**Assigned task:**
Reproduce each line below with no alterations.

**** Exercise material

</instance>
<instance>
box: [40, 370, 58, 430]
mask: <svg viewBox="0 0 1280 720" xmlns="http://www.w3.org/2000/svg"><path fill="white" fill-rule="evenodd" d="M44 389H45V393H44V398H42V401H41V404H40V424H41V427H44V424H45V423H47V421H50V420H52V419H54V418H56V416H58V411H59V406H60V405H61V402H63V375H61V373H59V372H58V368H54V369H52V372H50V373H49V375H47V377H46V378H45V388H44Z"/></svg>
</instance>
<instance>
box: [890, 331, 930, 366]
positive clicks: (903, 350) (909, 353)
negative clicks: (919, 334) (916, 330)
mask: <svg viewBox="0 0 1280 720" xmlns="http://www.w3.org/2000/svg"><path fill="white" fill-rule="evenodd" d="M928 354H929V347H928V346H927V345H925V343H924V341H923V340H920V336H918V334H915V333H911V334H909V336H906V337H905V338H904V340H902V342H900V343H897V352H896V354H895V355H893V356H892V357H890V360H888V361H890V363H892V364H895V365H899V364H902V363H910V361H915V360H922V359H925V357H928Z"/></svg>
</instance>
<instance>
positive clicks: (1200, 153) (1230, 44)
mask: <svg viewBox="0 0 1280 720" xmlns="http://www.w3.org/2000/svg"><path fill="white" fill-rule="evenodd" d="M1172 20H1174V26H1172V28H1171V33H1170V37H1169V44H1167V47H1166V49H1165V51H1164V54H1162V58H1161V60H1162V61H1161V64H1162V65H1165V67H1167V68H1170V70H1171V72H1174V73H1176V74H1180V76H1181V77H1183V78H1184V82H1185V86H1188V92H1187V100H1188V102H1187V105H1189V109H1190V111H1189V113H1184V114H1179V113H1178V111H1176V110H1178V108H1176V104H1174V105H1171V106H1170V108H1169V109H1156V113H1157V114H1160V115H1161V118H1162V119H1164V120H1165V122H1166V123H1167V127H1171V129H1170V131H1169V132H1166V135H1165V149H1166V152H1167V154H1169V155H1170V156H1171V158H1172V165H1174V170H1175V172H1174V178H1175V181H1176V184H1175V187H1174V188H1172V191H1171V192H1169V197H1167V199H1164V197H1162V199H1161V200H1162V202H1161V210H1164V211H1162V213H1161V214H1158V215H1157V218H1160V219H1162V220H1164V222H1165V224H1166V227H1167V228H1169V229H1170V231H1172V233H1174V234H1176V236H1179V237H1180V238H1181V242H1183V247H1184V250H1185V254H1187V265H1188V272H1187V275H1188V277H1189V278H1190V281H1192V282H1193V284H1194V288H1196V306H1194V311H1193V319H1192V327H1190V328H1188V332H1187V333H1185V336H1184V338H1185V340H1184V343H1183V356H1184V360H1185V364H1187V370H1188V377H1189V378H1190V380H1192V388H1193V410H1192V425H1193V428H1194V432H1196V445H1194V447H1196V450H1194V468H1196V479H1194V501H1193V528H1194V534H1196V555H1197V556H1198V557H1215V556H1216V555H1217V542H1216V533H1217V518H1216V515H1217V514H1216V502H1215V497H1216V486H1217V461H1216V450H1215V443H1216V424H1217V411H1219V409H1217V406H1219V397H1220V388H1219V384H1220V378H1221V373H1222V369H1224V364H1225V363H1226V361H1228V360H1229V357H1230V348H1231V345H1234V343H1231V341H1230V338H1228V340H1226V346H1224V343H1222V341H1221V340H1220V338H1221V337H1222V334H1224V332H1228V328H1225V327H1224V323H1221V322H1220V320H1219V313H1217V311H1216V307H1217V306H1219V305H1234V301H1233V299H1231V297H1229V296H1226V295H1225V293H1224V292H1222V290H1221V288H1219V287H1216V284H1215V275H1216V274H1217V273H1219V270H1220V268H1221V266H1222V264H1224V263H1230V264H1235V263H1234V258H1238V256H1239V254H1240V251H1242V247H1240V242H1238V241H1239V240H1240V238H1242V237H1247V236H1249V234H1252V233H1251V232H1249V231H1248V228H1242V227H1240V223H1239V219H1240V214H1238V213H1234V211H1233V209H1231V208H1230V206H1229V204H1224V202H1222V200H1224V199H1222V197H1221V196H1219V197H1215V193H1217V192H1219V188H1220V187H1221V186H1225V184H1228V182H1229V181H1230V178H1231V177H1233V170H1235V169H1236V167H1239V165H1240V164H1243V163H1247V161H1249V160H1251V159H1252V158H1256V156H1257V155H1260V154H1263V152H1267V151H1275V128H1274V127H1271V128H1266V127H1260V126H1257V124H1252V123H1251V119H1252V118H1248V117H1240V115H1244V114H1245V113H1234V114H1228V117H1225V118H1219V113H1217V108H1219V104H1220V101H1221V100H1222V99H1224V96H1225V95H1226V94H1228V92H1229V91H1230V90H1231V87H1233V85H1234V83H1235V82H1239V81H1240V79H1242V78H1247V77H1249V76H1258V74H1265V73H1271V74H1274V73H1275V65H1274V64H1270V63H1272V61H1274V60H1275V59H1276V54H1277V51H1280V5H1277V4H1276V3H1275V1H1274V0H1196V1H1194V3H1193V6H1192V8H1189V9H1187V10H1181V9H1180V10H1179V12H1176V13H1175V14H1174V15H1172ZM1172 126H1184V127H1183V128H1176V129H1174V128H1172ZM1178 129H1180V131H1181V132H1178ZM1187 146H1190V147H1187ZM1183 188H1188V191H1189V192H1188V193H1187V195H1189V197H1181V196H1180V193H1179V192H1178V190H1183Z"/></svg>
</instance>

********

**Result:**
</instance>
<instance>
box: [40, 370, 58, 430]
mask: <svg viewBox="0 0 1280 720" xmlns="http://www.w3.org/2000/svg"><path fill="white" fill-rule="evenodd" d="M44 389H45V393H44V398H42V401H41V404H40V424H41V427H44V424H45V423H47V421H50V420H52V419H54V418H56V416H58V411H59V406H60V405H61V402H63V375H61V373H59V372H58V368H54V369H52V372H50V373H49V375H47V377H46V378H45V388H44Z"/></svg>
</instance>
<instance>
box: [890, 331, 930, 366]
positive clicks: (903, 350) (909, 353)
negative clicks: (919, 334) (916, 330)
mask: <svg viewBox="0 0 1280 720" xmlns="http://www.w3.org/2000/svg"><path fill="white" fill-rule="evenodd" d="M928 354H929V347H928V346H927V345H925V343H924V341H923V340H920V336H918V334H915V333H911V334H909V336H906V337H905V338H904V340H902V342H900V343H897V352H896V354H895V355H893V356H892V357H890V360H888V361H890V363H892V364H895V365H899V364H902V363H910V361H915V360H922V359H925V357H928Z"/></svg>
</instance>
<instance>
positive clicks: (1200, 153) (1230, 44)
mask: <svg viewBox="0 0 1280 720" xmlns="http://www.w3.org/2000/svg"><path fill="white" fill-rule="evenodd" d="M1172 20H1174V26H1172V28H1171V33H1170V37H1169V44H1167V47H1166V49H1165V51H1164V54H1162V58H1161V60H1162V61H1161V64H1162V65H1165V67H1167V68H1170V70H1171V72H1174V73H1176V74H1180V76H1181V77H1183V78H1184V82H1185V86H1188V92H1187V100H1188V102H1187V105H1189V109H1190V111H1189V113H1184V114H1179V113H1178V111H1176V110H1178V108H1176V104H1174V105H1171V106H1170V108H1169V109H1156V113H1157V114H1160V115H1161V118H1162V119H1164V120H1165V122H1166V123H1167V127H1171V129H1170V131H1169V132H1166V135H1165V149H1166V152H1167V154H1169V155H1170V156H1171V158H1172V165H1174V170H1175V172H1174V178H1175V181H1176V184H1175V187H1174V188H1172V191H1171V192H1169V197H1167V199H1164V197H1162V199H1161V200H1162V202H1161V210H1164V211H1162V213H1161V214H1158V215H1157V218H1160V219H1162V220H1164V222H1165V224H1166V227H1167V228H1169V229H1170V231H1172V233H1174V234H1176V236H1179V237H1180V238H1181V242H1183V247H1184V250H1185V254H1187V265H1188V272H1187V275H1188V277H1189V278H1190V281H1192V282H1193V284H1194V288H1196V306H1194V311H1193V319H1192V327H1190V328H1188V332H1187V333H1185V336H1184V338H1185V340H1184V343H1183V356H1184V360H1185V364H1187V370H1188V377H1189V378H1190V380H1192V388H1193V410H1192V425H1193V428H1194V432H1196V445H1194V447H1196V450H1194V468H1196V479H1194V501H1193V528H1194V534H1196V555H1197V556H1198V557H1215V556H1216V555H1217V542H1216V533H1217V518H1216V515H1217V514H1216V502H1215V497H1216V486H1217V461H1216V450H1215V443H1216V424H1217V411H1219V409H1217V406H1219V397H1220V388H1219V384H1220V378H1221V373H1222V369H1224V364H1225V363H1226V361H1228V360H1229V357H1230V348H1231V345H1234V343H1231V341H1230V338H1228V340H1226V346H1224V343H1222V341H1221V340H1220V338H1221V337H1222V334H1224V332H1228V328H1225V327H1224V323H1221V322H1220V320H1219V313H1217V311H1216V307H1217V306H1219V305H1234V301H1233V299H1231V297H1229V296H1226V295H1225V293H1224V292H1222V290H1221V288H1219V287H1216V284H1215V275H1216V274H1217V273H1219V270H1220V268H1221V266H1222V264H1224V263H1230V264H1235V263H1234V258H1238V256H1239V254H1240V251H1242V247H1240V242H1238V241H1239V240H1240V238H1242V237H1247V236H1249V234H1252V233H1251V232H1249V231H1248V228H1242V227H1240V223H1239V219H1240V214H1238V213H1234V211H1233V209H1231V208H1230V206H1229V204H1224V202H1222V200H1224V199H1222V197H1221V196H1219V197H1215V193H1217V192H1219V188H1220V187H1221V186H1225V184H1228V182H1229V181H1230V178H1231V177H1233V170H1235V169H1236V167H1239V165H1240V164H1243V163H1247V161H1249V160H1251V159H1252V158H1256V156H1257V155H1260V154H1263V152H1267V151H1275V128H1274V127H1271V128H1266V127H1260V126H1257V124H1252V123H1251V119H1252V118H1248V117H1240V115H1244V114H1245V113H1234V114H1228V117H1225V118H1219V113H1217V108H1219V104H1220V101H1221V100H1222V99H1224V96H1225V95H1226V94H1228V92H1229V91H1230V90H1231V87H1233V85H1234V83H1235V82H1239V81H1240V79H1242V78H1247V77H1249V76H1258V74H1265V73H1271V74H1274V73H1275V65H1274V64H1270V63H1272V61H1274V60H1275V59H1276V54H1277V51H1280V5H1277V4H1276V3H1275V1H1274V0H1196V1H1194V3H1193V6H1192V8H1189V9H1187V10H1181V9H1180V10H1179V12H1176V13H1175V14H1174V15H1172ZM1172 126H1184V127H1183V128H1176V129H1174V128H1172ZM1178 129H1180V131H1181V132H1178ZM1187 146H1190V147H1187ZM1183 188H1188V191H1189V192H1188V193H1187V195H1189V197H1181V196H1180V193H1179V192H1178V190H1183Z"/></svg>
</instance>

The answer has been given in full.